Please print every record that follows, keeping each one exactly as it is.

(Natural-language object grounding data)
╭──

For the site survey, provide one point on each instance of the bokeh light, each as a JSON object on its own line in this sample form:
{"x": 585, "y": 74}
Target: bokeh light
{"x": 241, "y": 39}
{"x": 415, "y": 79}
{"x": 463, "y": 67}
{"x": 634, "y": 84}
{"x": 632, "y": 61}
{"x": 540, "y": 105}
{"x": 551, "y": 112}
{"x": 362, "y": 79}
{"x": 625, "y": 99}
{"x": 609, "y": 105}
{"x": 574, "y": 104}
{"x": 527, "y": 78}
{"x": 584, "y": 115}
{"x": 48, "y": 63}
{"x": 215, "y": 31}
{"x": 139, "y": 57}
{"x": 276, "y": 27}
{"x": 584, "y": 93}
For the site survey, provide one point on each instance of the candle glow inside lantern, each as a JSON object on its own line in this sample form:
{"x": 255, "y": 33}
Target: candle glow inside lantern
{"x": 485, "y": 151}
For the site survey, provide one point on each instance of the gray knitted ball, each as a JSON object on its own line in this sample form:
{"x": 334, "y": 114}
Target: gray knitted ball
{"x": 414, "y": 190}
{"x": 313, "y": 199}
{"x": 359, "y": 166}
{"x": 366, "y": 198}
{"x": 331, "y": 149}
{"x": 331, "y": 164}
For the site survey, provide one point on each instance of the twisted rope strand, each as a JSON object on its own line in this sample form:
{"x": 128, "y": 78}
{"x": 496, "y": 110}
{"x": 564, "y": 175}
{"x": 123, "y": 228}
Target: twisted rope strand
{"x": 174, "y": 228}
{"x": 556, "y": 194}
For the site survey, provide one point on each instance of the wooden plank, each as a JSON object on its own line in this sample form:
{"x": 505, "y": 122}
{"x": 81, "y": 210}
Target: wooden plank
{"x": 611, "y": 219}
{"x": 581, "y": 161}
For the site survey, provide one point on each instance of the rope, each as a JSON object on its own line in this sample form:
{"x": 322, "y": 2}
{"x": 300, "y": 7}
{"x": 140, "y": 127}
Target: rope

╰──

Response area
For the site survey, provide one point on each instance of the bokeh light, each as a JSON object on its own line in this sample form:
{"x": 585, "y": 74}
Target: bokeh light
{"x": 241, "y": 39}
{"x": 415, "y": 79}
{"x": 463, "y": 67}
{"x": 634, "y": 84}
{"x": 632, "y": 61}
{"x": 540, "y": 105}
{"x": 551, "y": 112}
{"x": 362, "y": 79}
{"x": 625, "y": 99}
{"x": 609, "y": 105}
{"x": 574, "y": 104}
{"x": 527, "y": 78}
{"x": 584, "y": 115}
{"x": 48, "y": 63}
{"x": 215, "y": 31}
{"x": 139, "y": 57}
{"x": 276, "y": 27}
{"x": 584, "y": 93}
For the site survey, provide one point on each instance of the candle glow inside lantern, each as a JSON object on its own line in this sample form:
{"x": 255, "y": 33}
Target: candle glow inside lantern
{"x": 485, "y": 151}
For the site survey, provide one point on each instance of the gray knitted ball, each as a JSON object on its own line in this sample form:
{"x": 334, "y": 114}
Target: gray knitted ball
{"x": 414, "y": 190}
{"x": 313, "y": 199}
{"x": 359, "y": 166}
{"x": 366, "y": 198}
{"x": 331, "y": 149}
{"x": 331, "y": 164}
For the site survey, provide one point on each instance of the twisted rope strand, each as a JSON object on its own line in this sample form:
{"x": 128, "y": 78}
{"x": 496, "y": 110}
{"x": 564, "y": 175}
{"x": 123, "y": 228}
Target: twisted rope strand
{"x": 174, "y": 228}
{"x": 556, "y": 194}
For the site survey, provide one point on each instance of the wooden plank, each as a JSON object on its own line in this sample form:
{"x": 505, "y": 122}
{"x": 81, "y": 210}
Target: wooden plank
{"x": 611, "y": 219}
{"x": 581, "y": 161}
For the site survey, provide one point on each instance of the rope, each as a JSON object on its own line in this sample form:
{"x": 322, "y": 2}
{"x": 300, "y": 7}
{"x": 140, "y": 127}
Target: rope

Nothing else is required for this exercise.